Over the summer, investors were pulling money out of Blackstone’s private real estate investment fund Breit at an increasingly rapid pace.

As they did, Blackstone’s Stephen Schwarzman and Jonathan Gray were putting money in. They added more than $100mn apiece to their investments in the $69bn-in-assets trust, which was launched in 2017 and has become the biggest engine of growth inside the Blackstone empire.

But redemptions last month were so heavy that Breit limited withdrawals, a decision that has provoked some scepticism about Blackstone’s ability to continue growing its assets and its overall stock market valuation.

The purchases and sales underscore a reality within the broader private equity universe that will be the big story in coming years.

Private equity firms and their executives are still flush with cash after an epic decade for buyouts, but their investors who have committed to illiquid funds are facing a crunch amid sharply rising interest rates and unwinding public markets.

Blackstone’s Briet perfectly encapsulates the state of play.

The fund was hit with redemptions from Asia in the spring and summer from overleveraged investors who were exposed to troubled property markets in the region, DD’s Antoine Gara and Sujeet Indap reported. As some investors faced margin calls, Breit turned into a perfect source of liquidity where they could pull cash out quickly without realising losses.

Then the selling spread globally.

But Breit did have some big buyers — Blackstone insiders such as Schwarzman, Gray and other executives. Collectively, they now own a staggering $1.4bn in Breit, according to calculations from Credit Suisse analyst Bill Katz, more than double their holdings since the beginning of the year.

Stephen Schwarzman listens at an event

In July, when Breit investors increased their redemptions to troubling levels, Schwarzman had an interesting anecdote to share on an earnings conference call.

He recounted a surprise meeting with a Breit investor who told him: “I love you people. This is so amazing. All of my friends are losing a fortune in the market and I’m still making money.”

There’s some truth to the statement, though its provenance remains a mystery. Breit has invested in logistics and multifamily US real estate where supply remains short and rents are up.

The only issue — unless Schwarzman and Gray want to continue buying Breit — is that even happy clients can monetise the fund whenever they want to pay bills, or bargain hunt in public markets.

* _EXTRACTED RECORDS_

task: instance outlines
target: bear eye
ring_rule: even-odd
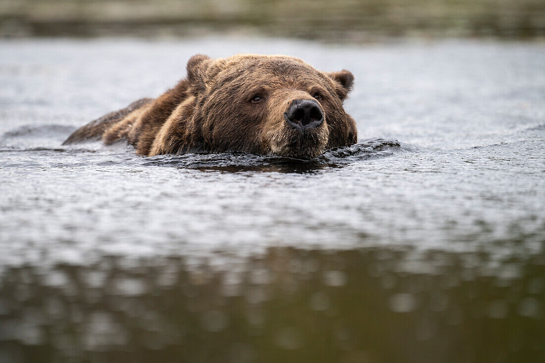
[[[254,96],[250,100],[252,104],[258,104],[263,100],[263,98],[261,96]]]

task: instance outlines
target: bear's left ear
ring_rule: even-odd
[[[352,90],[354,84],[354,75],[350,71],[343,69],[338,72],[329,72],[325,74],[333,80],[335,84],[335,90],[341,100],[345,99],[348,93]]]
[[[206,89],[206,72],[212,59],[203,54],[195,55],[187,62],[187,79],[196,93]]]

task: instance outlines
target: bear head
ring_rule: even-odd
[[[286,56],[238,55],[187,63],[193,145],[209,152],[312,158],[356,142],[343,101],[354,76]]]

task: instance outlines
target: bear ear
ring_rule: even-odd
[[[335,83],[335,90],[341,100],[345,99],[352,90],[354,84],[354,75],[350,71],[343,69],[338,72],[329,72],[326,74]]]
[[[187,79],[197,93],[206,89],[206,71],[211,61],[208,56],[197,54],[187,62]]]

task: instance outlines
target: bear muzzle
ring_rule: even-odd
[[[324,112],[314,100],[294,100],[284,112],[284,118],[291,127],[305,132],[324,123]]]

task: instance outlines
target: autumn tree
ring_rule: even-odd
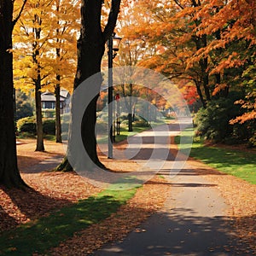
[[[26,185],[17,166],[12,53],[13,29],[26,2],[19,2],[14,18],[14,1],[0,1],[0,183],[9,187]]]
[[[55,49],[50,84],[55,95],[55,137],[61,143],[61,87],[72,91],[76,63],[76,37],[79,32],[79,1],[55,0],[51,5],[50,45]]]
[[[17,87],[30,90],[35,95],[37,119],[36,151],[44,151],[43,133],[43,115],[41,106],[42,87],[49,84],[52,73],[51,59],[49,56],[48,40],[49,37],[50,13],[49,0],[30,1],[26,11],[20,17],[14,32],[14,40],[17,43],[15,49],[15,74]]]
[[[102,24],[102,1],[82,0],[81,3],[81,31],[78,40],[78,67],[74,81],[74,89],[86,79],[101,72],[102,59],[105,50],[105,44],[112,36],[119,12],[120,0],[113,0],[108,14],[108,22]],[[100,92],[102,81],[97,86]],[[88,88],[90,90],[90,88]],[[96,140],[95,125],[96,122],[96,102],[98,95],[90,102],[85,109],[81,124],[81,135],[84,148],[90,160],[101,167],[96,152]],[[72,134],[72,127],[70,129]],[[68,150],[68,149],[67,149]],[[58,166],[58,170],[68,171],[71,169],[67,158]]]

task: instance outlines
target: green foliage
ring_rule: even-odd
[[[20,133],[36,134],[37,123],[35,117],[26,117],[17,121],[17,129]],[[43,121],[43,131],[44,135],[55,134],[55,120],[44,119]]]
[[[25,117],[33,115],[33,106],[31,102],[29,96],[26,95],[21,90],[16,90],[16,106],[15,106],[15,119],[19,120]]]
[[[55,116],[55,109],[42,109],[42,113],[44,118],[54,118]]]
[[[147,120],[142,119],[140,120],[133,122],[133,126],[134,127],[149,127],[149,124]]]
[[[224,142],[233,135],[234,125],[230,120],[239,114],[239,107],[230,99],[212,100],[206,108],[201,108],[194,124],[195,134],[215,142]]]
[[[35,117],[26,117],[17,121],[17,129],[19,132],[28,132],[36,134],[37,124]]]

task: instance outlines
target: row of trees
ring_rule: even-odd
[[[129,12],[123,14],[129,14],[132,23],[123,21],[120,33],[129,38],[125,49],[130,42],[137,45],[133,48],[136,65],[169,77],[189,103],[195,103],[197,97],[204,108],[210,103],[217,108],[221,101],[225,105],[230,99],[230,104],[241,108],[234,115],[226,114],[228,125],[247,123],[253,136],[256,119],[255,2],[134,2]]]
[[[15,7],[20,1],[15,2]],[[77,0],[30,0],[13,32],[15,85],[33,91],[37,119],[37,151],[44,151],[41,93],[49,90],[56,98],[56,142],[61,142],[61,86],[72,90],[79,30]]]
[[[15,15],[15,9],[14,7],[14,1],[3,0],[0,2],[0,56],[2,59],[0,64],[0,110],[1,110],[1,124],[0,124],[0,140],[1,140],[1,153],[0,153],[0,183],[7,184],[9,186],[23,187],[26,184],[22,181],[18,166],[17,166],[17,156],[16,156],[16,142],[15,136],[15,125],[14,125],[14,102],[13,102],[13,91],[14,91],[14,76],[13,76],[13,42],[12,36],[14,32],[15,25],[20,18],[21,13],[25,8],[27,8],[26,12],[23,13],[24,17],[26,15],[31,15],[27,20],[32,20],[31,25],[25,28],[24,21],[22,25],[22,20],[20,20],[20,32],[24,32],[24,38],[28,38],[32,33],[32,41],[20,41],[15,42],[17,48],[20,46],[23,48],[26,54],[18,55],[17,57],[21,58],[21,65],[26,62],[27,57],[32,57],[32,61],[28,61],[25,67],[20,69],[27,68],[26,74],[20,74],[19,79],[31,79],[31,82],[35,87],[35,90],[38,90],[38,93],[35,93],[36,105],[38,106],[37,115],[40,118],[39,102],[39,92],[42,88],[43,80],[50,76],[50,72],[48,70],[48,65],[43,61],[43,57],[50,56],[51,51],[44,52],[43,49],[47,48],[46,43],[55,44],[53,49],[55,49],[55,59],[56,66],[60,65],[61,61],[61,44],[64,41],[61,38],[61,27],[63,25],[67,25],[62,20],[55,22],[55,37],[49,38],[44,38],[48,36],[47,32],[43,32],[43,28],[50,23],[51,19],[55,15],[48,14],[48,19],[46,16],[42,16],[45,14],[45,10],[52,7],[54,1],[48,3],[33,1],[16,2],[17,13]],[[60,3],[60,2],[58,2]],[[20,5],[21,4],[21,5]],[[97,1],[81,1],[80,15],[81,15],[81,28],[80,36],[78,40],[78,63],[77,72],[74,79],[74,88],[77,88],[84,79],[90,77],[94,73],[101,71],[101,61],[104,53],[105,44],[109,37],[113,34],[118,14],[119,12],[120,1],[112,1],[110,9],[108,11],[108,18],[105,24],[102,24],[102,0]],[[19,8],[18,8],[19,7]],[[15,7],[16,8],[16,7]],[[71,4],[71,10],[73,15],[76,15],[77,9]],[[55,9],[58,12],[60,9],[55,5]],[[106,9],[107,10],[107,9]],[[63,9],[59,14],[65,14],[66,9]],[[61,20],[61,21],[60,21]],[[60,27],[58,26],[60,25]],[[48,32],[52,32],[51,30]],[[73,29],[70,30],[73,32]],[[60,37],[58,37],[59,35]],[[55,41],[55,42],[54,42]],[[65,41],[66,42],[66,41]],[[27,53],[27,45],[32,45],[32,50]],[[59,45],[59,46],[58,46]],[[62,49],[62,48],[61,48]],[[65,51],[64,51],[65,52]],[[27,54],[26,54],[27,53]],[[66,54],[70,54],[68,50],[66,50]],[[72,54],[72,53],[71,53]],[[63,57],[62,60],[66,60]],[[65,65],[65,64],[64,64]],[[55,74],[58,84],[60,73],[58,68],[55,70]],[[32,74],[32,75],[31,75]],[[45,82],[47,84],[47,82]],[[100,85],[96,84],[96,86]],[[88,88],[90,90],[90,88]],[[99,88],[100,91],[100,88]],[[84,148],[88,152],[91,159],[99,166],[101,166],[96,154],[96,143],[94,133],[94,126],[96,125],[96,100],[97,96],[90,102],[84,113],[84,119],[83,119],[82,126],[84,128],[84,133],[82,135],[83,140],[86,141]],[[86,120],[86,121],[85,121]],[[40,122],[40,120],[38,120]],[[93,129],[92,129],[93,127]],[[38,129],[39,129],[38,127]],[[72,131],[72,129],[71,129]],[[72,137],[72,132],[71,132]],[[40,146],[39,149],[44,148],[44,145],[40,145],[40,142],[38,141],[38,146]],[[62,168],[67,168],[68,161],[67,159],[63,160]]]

* _PROMPT A_
Answer these questions using the article on Blackstone's Breit fund:
(i) In what year was Breit launched?
(ii) According to calculations from Credit Suisse analyst Bill Katz, how much do Blackstone insiders now own in Breit collectively?
(iii) Which two kinds of US real estate has Breit invested in?
* _PROMPT B_
Rewrite the part of the article on Blackstone's Breit fund that starts with "The purchases and" and goes on through "without realising losses.", replacing "interest rates" with "borrowing costs".

* _EXERCISE RESULT A_
(i) 2017
(ii) $1.4bn
(iii) Logistics and multifamily

* _EXERCISE RESULT B_
The purchases and sales underscore a reality within the broader private equity universe that will be the big story in coming years.

Private equity firms and their executives are still flush with cash after an epic decade for buyouts, but their investors who have committed to illiquid funds are facing a crunch amid sharply rising borrowing costs and unwinding public markets.

Blackstone’s Briet perfectly encapsulates the state of play.

The fund was hit with redemptions from Asia in the spring and summer from overleveraged investors who were exposed to troubled property markets in the region, DD’s Antoine Gara and Sujeet Indap reported. As some investors faced margin calls, Breit turned into a perfect source of liquidity where they could pull cash out quickly without realising losses.